Collected data entries:
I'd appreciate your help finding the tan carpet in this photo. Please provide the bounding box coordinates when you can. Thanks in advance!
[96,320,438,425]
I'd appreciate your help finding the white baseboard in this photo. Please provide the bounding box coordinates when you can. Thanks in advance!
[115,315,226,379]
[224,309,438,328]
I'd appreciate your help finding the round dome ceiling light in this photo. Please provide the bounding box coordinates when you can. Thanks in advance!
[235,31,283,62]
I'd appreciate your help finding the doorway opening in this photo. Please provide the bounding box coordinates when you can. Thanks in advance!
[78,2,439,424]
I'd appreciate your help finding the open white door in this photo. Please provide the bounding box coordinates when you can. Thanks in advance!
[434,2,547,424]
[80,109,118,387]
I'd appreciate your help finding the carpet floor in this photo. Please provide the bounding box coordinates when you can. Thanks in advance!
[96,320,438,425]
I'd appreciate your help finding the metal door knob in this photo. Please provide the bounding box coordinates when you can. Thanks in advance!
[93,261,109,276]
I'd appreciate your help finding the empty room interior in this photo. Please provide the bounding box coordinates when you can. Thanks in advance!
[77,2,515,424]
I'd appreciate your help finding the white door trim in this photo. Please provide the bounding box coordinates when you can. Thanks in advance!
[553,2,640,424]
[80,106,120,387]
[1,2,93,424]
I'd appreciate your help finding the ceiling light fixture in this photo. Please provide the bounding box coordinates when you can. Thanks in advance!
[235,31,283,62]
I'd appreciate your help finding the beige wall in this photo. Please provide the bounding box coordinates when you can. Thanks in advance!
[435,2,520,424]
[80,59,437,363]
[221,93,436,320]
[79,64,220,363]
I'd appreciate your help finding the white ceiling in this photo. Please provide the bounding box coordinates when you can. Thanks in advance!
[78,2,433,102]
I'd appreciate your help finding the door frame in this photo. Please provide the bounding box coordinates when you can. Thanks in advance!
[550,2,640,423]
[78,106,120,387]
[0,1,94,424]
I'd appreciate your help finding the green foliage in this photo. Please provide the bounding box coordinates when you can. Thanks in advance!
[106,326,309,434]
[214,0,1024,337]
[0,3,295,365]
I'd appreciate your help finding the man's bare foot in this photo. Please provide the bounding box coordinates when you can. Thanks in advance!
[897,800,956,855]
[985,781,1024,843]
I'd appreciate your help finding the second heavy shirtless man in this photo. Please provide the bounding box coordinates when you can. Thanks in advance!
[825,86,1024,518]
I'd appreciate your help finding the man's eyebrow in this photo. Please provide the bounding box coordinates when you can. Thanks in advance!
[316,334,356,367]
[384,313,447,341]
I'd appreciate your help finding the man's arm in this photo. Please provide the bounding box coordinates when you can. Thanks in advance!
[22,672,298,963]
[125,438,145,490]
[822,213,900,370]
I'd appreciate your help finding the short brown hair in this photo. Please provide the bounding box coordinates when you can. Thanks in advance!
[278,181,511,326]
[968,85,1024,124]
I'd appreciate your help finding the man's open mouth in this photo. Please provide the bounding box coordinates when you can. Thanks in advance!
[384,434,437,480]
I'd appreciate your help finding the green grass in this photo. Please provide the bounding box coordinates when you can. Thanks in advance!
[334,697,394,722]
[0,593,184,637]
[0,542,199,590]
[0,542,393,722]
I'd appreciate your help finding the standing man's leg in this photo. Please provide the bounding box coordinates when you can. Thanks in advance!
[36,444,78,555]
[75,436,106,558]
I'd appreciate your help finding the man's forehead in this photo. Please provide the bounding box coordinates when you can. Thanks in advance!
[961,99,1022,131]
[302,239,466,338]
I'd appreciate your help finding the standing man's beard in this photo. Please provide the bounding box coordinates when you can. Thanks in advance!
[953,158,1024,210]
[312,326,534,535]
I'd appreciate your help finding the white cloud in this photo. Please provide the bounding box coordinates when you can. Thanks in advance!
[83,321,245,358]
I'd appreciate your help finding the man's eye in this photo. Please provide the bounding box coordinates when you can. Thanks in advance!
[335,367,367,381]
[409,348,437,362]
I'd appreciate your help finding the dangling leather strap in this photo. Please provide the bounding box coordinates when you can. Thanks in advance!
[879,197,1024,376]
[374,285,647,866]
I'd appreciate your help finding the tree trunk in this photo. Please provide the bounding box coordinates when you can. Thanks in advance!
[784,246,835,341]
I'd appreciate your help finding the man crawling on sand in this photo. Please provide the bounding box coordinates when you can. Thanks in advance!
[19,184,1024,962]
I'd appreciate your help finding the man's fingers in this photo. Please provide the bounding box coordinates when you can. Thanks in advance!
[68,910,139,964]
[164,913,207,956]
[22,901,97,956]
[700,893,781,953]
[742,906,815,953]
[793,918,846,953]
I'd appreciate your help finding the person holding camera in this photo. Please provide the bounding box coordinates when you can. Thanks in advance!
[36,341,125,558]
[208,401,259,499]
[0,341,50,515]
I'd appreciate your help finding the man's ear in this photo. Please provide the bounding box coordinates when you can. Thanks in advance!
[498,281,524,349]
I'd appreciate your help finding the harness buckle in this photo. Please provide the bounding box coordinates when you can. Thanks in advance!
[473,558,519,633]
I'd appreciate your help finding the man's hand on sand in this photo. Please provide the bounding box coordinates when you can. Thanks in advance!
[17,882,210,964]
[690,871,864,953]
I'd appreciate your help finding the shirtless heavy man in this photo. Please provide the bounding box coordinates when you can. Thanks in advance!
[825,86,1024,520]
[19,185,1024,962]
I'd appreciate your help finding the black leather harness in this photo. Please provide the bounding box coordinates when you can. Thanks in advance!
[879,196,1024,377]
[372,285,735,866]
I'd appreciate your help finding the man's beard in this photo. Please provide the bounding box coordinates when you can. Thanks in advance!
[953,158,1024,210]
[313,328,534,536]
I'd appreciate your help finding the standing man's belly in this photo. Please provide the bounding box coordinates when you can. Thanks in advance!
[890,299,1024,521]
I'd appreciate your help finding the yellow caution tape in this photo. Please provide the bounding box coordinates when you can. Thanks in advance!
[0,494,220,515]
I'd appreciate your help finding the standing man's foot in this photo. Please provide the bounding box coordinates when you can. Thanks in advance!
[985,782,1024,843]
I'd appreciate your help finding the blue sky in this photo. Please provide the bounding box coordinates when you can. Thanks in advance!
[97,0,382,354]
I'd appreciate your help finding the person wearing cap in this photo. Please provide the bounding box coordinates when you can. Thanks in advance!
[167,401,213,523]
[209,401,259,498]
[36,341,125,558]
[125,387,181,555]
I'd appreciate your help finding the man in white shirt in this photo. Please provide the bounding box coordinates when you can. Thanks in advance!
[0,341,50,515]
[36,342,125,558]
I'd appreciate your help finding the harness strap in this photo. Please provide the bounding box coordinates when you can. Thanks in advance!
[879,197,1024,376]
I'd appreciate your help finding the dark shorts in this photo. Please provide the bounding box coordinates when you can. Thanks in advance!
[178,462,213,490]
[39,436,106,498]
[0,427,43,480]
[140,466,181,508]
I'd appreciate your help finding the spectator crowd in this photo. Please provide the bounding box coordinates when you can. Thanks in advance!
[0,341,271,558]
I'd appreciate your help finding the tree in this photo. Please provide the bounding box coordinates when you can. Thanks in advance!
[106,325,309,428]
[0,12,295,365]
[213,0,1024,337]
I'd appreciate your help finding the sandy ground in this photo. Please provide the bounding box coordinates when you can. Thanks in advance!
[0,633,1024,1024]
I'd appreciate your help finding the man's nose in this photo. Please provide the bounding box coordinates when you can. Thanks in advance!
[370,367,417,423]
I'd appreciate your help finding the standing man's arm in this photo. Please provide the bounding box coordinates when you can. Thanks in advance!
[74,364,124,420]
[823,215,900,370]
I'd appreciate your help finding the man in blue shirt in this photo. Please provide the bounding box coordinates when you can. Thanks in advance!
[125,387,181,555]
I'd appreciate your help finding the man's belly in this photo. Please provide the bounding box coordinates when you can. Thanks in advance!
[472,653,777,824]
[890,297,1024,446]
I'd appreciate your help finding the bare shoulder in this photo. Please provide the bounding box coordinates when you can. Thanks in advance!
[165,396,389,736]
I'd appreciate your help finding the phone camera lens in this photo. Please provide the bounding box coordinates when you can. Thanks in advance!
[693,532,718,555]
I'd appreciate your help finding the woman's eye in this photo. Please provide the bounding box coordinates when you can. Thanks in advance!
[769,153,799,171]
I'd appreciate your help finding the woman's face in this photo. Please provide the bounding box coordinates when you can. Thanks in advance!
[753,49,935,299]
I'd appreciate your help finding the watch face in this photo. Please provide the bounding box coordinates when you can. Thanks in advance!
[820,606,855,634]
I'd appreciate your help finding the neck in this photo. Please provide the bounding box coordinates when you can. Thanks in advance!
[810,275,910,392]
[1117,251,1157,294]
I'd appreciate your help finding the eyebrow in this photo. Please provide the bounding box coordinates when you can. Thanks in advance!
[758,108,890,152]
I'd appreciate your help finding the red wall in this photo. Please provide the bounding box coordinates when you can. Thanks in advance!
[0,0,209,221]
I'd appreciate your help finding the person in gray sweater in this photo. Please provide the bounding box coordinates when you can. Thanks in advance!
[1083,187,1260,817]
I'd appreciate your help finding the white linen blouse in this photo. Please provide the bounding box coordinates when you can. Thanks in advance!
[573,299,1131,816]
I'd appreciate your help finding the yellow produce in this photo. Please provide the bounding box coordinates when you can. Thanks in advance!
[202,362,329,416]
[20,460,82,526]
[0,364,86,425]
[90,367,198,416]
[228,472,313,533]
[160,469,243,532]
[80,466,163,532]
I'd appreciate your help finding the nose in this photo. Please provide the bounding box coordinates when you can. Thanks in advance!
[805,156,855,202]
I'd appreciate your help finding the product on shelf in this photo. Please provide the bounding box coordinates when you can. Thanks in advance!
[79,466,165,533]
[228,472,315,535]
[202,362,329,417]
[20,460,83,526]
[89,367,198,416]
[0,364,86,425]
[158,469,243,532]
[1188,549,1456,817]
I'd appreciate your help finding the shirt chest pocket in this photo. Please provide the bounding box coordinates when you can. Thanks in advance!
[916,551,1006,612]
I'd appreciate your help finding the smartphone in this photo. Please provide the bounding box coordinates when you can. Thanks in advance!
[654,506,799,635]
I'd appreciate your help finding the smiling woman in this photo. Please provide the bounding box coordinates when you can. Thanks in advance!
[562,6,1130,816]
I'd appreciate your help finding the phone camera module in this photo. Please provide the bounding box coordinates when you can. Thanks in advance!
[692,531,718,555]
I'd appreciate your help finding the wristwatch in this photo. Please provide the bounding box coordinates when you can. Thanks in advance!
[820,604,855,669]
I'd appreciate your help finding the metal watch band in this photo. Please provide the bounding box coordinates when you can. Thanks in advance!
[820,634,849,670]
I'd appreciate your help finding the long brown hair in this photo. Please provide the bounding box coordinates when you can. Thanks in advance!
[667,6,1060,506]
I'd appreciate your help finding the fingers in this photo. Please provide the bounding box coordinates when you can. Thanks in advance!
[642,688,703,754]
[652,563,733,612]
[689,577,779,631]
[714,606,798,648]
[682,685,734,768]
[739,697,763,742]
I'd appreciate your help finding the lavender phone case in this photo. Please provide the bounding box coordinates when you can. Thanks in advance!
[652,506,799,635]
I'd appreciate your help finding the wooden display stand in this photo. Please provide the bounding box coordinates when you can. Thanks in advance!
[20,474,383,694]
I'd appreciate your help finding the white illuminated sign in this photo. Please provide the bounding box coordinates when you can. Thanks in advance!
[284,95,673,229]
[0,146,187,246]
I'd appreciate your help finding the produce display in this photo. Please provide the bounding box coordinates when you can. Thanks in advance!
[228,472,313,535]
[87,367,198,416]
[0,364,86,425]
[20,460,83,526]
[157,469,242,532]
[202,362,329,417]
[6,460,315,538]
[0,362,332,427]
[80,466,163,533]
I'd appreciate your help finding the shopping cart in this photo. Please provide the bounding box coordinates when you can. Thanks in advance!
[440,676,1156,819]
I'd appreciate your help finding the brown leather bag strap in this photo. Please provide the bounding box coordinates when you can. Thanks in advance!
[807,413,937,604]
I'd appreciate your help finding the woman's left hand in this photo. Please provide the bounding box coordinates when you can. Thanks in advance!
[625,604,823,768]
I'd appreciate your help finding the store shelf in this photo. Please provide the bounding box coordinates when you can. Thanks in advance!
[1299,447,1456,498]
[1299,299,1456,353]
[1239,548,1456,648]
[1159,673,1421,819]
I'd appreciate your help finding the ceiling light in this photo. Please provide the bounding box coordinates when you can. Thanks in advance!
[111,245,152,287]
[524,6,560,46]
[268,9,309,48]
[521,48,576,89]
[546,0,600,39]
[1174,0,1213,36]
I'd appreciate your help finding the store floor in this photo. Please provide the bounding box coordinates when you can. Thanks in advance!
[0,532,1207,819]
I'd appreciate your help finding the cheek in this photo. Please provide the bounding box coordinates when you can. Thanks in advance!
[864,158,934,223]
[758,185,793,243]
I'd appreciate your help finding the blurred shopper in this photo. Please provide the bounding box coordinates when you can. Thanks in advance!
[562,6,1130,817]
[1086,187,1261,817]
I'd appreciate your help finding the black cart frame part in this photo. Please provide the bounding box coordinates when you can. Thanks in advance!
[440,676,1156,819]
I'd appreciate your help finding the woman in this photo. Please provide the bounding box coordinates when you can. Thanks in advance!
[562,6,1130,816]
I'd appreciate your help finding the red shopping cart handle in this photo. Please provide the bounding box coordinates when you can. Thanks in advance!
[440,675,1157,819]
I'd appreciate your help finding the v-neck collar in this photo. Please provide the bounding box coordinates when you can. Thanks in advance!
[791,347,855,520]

Set task: Reproduce the rows verbatim, starting at the first row and ending at the line that contains "[80,109,118,387]", with both ends included.

Answer to this problem:
I'd appreciate your help finding the tan carpet in this photo. Please provide the bounding box coordinates when you can. Thanks in advance!
[96,320,438,425]
I'd appreciate your help finding the white baseboard in this photo. Please provide the bounding box coordinates when you can. Thanks in advance!
[115,315,226,379]
[224,309,438,328]
I'd appreciate your help finding the round dome ceiling light in this photo. Please provide the bounding box coordinates when you can. Thanks in advance!
[235,31,283,62]
I'd appreciate your help finding the doorway opening in this photo. Please provide the bounding box coordinates when you can. Thanks in advance!
[78,2,439,424]
I'd appreciate your help finding the open white door in this photo. Please provide the bounding box coordinates when you can. Thanks in advance!
[434,2,547,424]
[80,109,118,387]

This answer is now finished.